### Exercise
Count the lines below that include the word "white", then give that number and no other words.

..............................

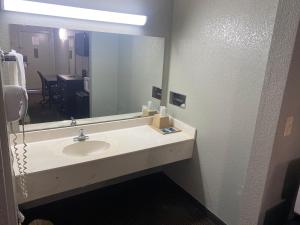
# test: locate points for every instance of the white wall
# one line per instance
(104, 65)
(218, 59)
(123, 70)
(141, 67)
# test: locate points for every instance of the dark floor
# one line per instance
(42, 113)
(151, 200)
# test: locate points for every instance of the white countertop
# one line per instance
(134, 146)
(46, 155)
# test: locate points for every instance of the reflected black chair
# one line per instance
(45, 90)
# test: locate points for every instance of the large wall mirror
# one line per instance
(89, 76)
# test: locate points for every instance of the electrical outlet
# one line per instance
(289, 126)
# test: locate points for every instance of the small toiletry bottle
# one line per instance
(144, 110)
(161, 120)
(149, 111)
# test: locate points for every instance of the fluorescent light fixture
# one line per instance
(73, 12)
(63, 34)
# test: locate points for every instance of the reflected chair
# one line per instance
(45, 90)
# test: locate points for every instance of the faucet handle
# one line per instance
(73, 121)
(81, 132)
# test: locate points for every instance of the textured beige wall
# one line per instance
(268, 128)
(218, 59)
(287, 148)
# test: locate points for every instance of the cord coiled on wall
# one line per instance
(21, 163)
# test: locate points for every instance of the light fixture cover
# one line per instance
(73, 12)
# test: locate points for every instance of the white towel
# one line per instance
(10, 73)
(21, 80)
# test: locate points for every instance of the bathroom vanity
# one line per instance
(57, 163)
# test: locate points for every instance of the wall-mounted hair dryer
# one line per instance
(16, 102)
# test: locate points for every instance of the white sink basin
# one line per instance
(86, 148)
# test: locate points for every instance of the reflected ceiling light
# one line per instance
(73, 12)
(63, 34)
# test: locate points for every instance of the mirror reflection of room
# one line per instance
(81, 74)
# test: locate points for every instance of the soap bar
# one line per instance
(161, 121)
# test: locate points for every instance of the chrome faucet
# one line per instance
(73, 122)
(81, 136)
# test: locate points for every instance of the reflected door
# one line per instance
(36, 47)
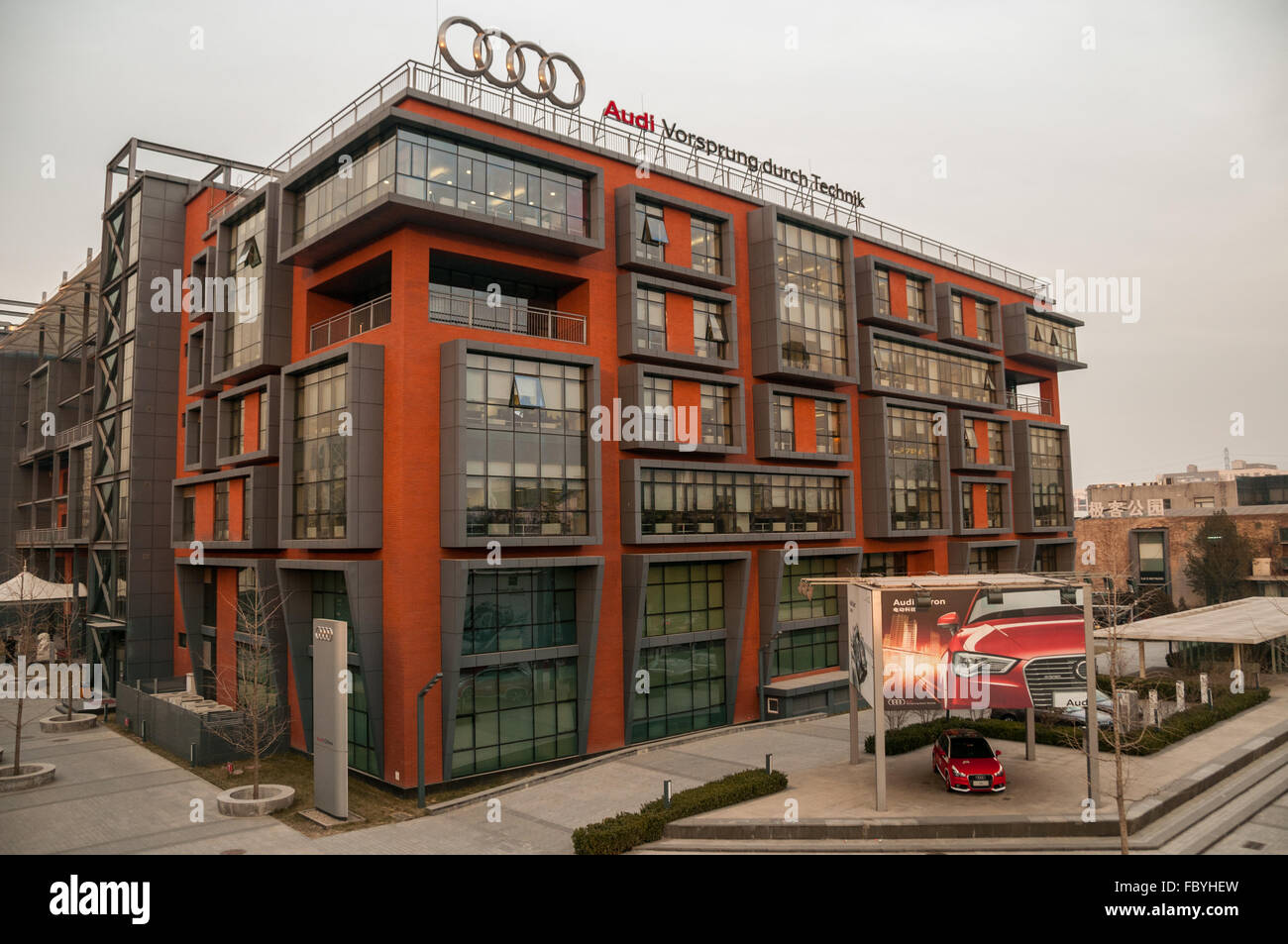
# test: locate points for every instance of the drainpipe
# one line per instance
(420, 739)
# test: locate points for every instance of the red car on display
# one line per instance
(967, 764)
(1017, 648)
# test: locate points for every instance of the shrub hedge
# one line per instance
(1179, 725)
(625, 831)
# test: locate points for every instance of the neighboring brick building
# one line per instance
(1151, 550)
(441, 296)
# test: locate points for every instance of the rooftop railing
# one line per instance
(631, 145)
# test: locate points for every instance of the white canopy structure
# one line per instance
(27, 587)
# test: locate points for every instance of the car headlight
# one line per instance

..............................

### Exercise output
5